----- Provided text

In Python, how do I take a list and reduce it to a list of duplicates?

Question

I have a list of strings that should be unique. I want to be able to check for duplicates quickly. Specifically, I'd like to be able to take the original list and produce a new list containing any repeated items. I don't care how many times the items are repeated so it doesn't have to have a word twice if there are two duplicates.

Unfortunately, I can't think of a way to do this that wouldn't be clunky. Any suggestions?

EDIT: Thanks for the answers and I thought I'd make a clarification. I'm not concerned with having a list of uniques for it's own sake. I'm generating the list based off of text files and I want to know what the duplicates are so I can go in the text files and remove them if any show up.

Answer 1

Here's a simple 1-liner:

>>> l = ['a', 'a', 3, 'r', 'r', 's', 's', 2, 3, 't', 'y', 'a', 'w', 'r']
>>> [v for i, v in enumerate(l) if l[i:].count(v) > 1 and l[:i].count(v) == 0]
['a', 3, 'r', 's']

enumerate returns an indexed list which we use to splice our input list determining whether there are any duplicates ahead of our current index in the loop and whether we have already found a duplicate behind.

Answer 2

the solutions based on 'set' have a small drawback, namely they only work for hashable objects.

the solution based on itertools.groupby on the other hand works for all comparable objects (e.g.: dictionaries and lists).

----------
----- Collected material

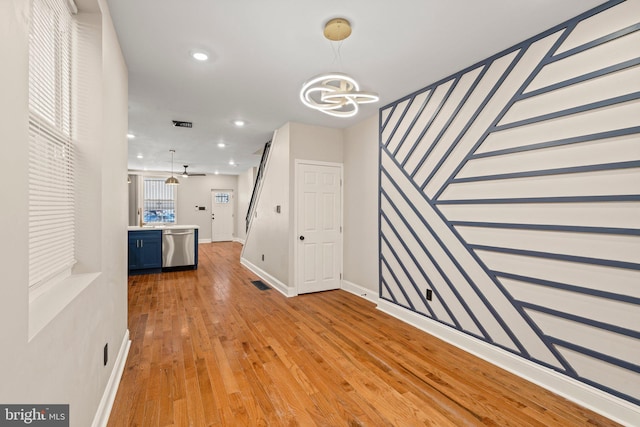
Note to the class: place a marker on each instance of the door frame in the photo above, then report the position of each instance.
(296, 203)
(233, 209)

----------

* _What you need to do_:
1 - In the Python duplicates thread, why does the asker want a list of the repeated items rather than a list of unique ones?
2 - According to the Python duplicates thread, what list does the one-liner in Answer 1 return for its sample input?
3 - Extract the passage of the Python duplicates thread from "Here's a simple" to "for hashable objects.".

* _Responses_:
1 - The asker generates the list from text files. They want to know which items are duplicated so they can go into those files and remove the duplicates.

2 - ['a', 3, 'r', 's']

3 -
Here's a simple 1-liner:

>>> l = ['a', 'a', 3, 'r', 'r', 's', 's', 2, 3, 't', 'y', 'a', 'w', 'r']
>>> [v for i, v in enumerate(l) if l[i:].count(v) > 1 and l[:i].count(v) == 0]
['a', 3, 'r', 's']

enumerate returns an indexed list which we use to splice our input list determining whether there are any duplicates ahead of our current index in the loop and whether we have already found a duplicate behind.

Answer 2

the solutions based on 'set' have a small drawback, namely they only work for hashable objects.